BRIEF:
Copy all of the data below line for line, without changing anything.

ENTRIES SHOWN:
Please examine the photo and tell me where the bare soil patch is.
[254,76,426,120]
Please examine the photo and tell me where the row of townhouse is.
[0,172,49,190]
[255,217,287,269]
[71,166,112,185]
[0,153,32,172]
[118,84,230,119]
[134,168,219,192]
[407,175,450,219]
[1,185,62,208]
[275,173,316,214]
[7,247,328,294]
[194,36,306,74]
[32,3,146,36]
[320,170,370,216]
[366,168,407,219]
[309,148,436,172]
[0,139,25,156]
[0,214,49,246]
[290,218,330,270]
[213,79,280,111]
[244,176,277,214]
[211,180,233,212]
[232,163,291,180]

PROBLEM SOLUTION:
Please examine the photo and tell me where the bare soil patch is.
[254,76,426,120]
Please examine the photo and tell me where the row of townhouse is.
[0,172,49,190]
[255,217,287,269]
[71,166,112,185]
[0,153,32,172]
[118,84,230,119]
[134,168,219,192]
[407,175,450,219]
[1,185,62,208]
[275,173,316,214]
[7,247,328,294]
[194,36,306,74]
[32,3,146,36]
[320,170,370,216]
[366,168,407,219]
[309,148,436,172]
[0,139,25,156]
[0,214,49,246]
[290,218,330,270]
[213,79,280,111]
[244,176,277,214]
[211,180,233,212]
[232,163,291,180]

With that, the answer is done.